Objective: Make an exact copy of the listing below.

Recorded information:
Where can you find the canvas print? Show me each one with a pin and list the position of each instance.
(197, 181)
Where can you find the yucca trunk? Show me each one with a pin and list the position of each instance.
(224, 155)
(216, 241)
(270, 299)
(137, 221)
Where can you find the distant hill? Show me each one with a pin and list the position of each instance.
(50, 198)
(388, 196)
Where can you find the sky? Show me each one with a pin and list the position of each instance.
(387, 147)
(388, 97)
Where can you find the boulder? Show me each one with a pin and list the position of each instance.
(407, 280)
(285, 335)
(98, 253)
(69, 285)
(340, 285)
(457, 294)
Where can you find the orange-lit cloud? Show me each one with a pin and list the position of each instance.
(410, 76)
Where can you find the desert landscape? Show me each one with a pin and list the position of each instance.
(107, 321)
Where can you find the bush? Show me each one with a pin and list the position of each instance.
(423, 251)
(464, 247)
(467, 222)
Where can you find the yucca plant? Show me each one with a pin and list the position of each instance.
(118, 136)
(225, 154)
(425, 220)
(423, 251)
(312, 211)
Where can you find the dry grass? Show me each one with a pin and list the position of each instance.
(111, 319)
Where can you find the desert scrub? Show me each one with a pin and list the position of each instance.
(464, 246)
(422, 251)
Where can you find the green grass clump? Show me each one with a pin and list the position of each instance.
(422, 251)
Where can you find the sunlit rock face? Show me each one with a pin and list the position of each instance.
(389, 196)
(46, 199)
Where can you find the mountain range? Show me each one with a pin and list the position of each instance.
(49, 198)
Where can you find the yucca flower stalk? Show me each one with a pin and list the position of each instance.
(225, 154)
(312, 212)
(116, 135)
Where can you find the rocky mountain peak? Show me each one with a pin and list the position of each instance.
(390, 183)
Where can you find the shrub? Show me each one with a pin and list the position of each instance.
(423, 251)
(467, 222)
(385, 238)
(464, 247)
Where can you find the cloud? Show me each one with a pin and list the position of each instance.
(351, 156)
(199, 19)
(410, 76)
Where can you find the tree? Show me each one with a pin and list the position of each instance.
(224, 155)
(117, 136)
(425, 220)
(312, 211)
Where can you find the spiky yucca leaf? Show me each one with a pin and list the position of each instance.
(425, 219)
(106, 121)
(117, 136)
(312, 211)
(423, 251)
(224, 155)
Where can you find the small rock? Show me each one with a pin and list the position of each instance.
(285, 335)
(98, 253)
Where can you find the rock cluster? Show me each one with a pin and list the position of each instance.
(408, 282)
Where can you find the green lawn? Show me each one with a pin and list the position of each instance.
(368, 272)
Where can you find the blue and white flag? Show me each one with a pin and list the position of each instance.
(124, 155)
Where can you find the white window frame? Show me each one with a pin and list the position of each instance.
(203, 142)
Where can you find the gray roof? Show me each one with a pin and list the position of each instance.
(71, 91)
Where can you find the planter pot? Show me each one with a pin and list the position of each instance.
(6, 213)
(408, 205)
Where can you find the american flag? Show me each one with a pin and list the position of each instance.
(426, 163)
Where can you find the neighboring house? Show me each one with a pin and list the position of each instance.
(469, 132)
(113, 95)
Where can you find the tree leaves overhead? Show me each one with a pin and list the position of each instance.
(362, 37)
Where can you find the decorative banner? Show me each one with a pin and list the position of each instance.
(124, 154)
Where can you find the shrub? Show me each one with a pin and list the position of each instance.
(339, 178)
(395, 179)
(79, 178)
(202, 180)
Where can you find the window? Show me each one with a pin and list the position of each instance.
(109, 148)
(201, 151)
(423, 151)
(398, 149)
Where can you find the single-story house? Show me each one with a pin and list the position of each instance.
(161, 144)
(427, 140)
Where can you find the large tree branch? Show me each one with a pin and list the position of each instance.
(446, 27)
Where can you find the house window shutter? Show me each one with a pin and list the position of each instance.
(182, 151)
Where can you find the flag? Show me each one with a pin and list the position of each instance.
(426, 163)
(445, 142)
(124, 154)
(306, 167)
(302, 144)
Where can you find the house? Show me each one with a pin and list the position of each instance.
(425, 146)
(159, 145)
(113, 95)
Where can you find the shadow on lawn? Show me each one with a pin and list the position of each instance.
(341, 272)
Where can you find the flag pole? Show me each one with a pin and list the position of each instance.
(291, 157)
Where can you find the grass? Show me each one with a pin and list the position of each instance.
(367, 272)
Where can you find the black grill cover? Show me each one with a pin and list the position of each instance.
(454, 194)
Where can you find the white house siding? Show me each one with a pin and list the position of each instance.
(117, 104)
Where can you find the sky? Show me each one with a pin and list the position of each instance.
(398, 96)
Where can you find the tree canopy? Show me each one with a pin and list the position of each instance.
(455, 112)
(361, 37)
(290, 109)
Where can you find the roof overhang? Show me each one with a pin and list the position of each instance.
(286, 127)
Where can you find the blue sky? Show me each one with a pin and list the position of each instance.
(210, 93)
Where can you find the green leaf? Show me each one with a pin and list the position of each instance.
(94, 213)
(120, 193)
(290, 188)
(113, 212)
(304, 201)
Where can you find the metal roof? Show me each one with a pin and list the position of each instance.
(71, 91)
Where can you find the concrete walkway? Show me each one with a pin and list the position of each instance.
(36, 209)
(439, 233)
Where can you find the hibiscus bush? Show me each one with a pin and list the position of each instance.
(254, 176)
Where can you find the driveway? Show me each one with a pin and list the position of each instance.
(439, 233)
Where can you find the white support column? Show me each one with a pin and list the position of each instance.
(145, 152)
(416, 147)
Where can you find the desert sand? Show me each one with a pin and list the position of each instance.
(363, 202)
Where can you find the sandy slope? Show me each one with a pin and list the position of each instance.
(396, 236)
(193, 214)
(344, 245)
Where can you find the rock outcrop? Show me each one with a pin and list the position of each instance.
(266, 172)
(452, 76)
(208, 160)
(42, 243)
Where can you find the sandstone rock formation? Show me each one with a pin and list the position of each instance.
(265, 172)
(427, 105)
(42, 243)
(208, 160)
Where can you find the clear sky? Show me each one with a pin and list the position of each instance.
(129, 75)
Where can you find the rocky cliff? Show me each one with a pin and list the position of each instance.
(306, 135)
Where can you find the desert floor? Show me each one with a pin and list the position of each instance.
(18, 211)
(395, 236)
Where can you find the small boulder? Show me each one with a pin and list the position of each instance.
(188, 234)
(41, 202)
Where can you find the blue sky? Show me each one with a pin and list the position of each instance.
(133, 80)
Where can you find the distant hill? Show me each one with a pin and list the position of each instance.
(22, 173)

Completed task:
Where can you find the canvas print? Show me each one with a pin and list the position of each instance.
(197, 181)
Where can you find the yucca trunk? Show me each one with a pin and list the position of each instance.
(224, 155)
(216, 241)
(270, 299)
(137, 221)
Where can you find the distant hill? Show me each one with a pin and list the position of each instance.
(50, 198)
(388, 196)
Where can you find the sky? Show me each one with a pin and list the position of each instance.
(387, 147)
(388, 97)
Where can you find the boulder? Show me each one with a pin and list the position of each instance.
(407, 280)
(285, 335)
(98, 253)
(69, 285)
(340, 285)
(457, 294)
Where can you find the orange-lit cloud? Show me each one with a pin and list the position of each instance.
(410, 76)
Where can you find the desert landscape? Show me each one with a pin and list the position of each instance.
(107, 321)
Where can you find the bush? Show me each one with a pin and list the position of each instance.
(423, 251)
(464, 247)
(467, 222)
Where can you find the yucca plant? Show me each one with a pin and list the position of each instance.
(118, 136)
(225, 154)
(425, 220)
(423, 251)
(312, 211)
Where can you find the dry grass? Show me each one with a pin and list the position of each instance.
(111, 319)
Where can you find the desert scrub? Show me each one with a pin and list the position of each instance.
(464, 246)
(422, 251)
Where can you find the green grass clump? Show me each one with a pin and list the position of each instance.
(422, 251)
Where can you find the sunlit rock face? Show me each one with a pin and list the position of each instance.
(389, 196)
(46, 199)
Where can you find the mountain range? Show me each one with a pin and list the position of each instance.
(49, 198)
Where can you find the yucca flower stalk? Show me each one with a pin and list the position of each instance.
(225, 154)
(312, 212)
(116, 135)
Where can you find the rocky mountain peak? Show me each one with a pin and list the position of each instance.
(390, 183)
Where can you find the shrub? Show me each one with a pin and list the position of each instance.
(423, 251)
(467, 222)
(385, 238)
(464, 247)
Where can you find the cloud? Show me each one with a pin and list the position of each instance.
(351, 156)
(199, 19)
(410, 76)
Where can you find the tree? Show me each one with a pin and list the position of each instance.
(224, 155)
(117, 136)
(425, 220)
(312, 211)
Where can you find the spiky yucca leaf? Show me each one with a pin and list the position of each instance.
(425, 219)
(106, 121)
(117, 136)
(312, 211)
(423, 251)
(224, 155)
Where can you find the small rock? Show me each one with a pin and list the position of each instance.
(285, 335)
(98, 253)
Where can you find the rock cluster? Show me each one with a pin and list the position of each instance.
(408, 282)
Where can you find the green lawn? Show me each one with a pin and list the position of each instance.
(368, 272)
Where can you find the blue and white flag? Show me each one with a pin and list the position of each instance.
(124, 155)
Where can you find the white window frame? Show me each one with a pin and list the position of each instance.
(203, 142)
Where can you find the gray roof? Show me each one with a pin and list the position of each instance.
(71, 91)
Where can you find the planter pot? Show me each one with a pin and list the position of each instance.
(6, 213)
(408, 205)
Where can you find the american flag? Show me each one with a pin and list the position of each instance.
(426, 163)
Where can you find the neighboring house? Show me each one with a pin and list the position of each instance.
(469, 132)
(113, 95)
Where can you find the tree leaves overhead? Show me each one with a pin and list the position of each instance.
(362, 37)
Where can you find the decorative banner? Show me each one with a pin and list the position of each instance.
(124, 154)
Where can you find the shrub? Show me each one with a pin and list the position of each instance.
(339, 178)
(395, 179)
(79, 178)
(202, 180)
Where can you find the window? Show me each one with a pin and list the position of each instance.
(109, 148)
(201, 151)
(423, 151)
(398, 149)
Where can you find the single-story house? Show me each one with a pin and list the position of each instance.
(161, 144)
(427, 140)
Where can you find the large tree branch? Show me each one with a pin and list the position of each instance.
(446, 27)
Where can you find the house window shutter? Show me each one with a pin and list the position of each instance.
(182, 151)
Where can you find the flag? Show me each one with a pin and list the position of each instance.
(426, 163)
(445, 142)
(124, 154)
(306, 167)
(302, 144)
Where can you find the house? Show me each one with a pin and list the position of each instance.
(425, 146)
(159, 145)
(113, 95)
Where can you find the shadow on lawn? Show me each one with a pin and list the position of each instance.
(341, 272)
Where can you find the flag pole? Show me each one with a pin and list the position of each instance.
(291, 157)
Where can you find the grass? Show me each one with a pin and list the position of each instance.
(367, 272)
Where can you find the black grill cover? Show me each one with a pin and list the position of each instance.
(454, 194)
Where can you find the white house siding? Show me each one with a pin and list the position of each instance.
(117, 104)
Where can you find the sky? Show me each one with a pin and list the position of each instance.
(398, 96)
Where can you find the tree canopy? Show me each one with a pin and list the position of each instance.
(455, 112)
(361, 37)
(290, 109)
Where can you find the roof overhang? Show me each one with a pin and list the position of each instance.
(286, 127)
Where can you find the blue sky? Show me each one with a pin and list the position of each instance.
(210, 93)
Where can you find the green leaf? Show me each one with a pin and list the position of each instance.
(94, 213)
(120, 193)
(290, 188)
(113, 212)
(304, 201)
Where can you find the metal roof? Show me each one with a pin and list the position of each instance.
(71, 91)
Where can you find the concrete walkway? Show me each one with a pin and list the position of each instance.
(36, 209)
(439, 233)
Where can you find the hibiscus bush? Show me each one with a pin and list the position of each instance.
(254, 176)
Where can you find the driveway? Show me each one with a pin and list the position of each instance.
(439, 233)
Where can you find the white support column? Show me each one with a pin and list the position of each instance.
(145, 152)
(416, 147)
Where can you find the desert sand? Show me each one with a pin and list the position of each instance.
(363, 202)
Where can you find the sandy slope? Show me each one with a pin and list the position of each instance.
(396, 236)
(193, 214)
(344, 245)
Where can you find the rock outcrop? Show me each one with a pin and list the position of each instance.
(266, 172)
(452, 76)
(208, 160)
(42, 243)
Where can you find the sandstone rock formation? Show me each one with a pin and list the position of each instance.
(265, 172)
(427, 105)
(42, 243)
(208, 160)
Where can you find the clear sky? Show me each one with a pin and list the position of each instance.
(129, 75)
Where can you find the rocky cliff? Show me each one with a pin and list the position of each instance.
(306, 135)
Where can you find the desert floor? Show me each one with a pin and list the position of each instance.
(18, 211)
(395, 236)
Where can you find the small boulder? Show me each one with a pin and list the position of each instance.
(188, 234)
(41, 202)
Where can you find the blue sky? Show me each one with a pin and list the position of each instance.
(133, 80)
Where can you find the distant hill? Show me each one with a pin and list the position of each instance.
(22, 173)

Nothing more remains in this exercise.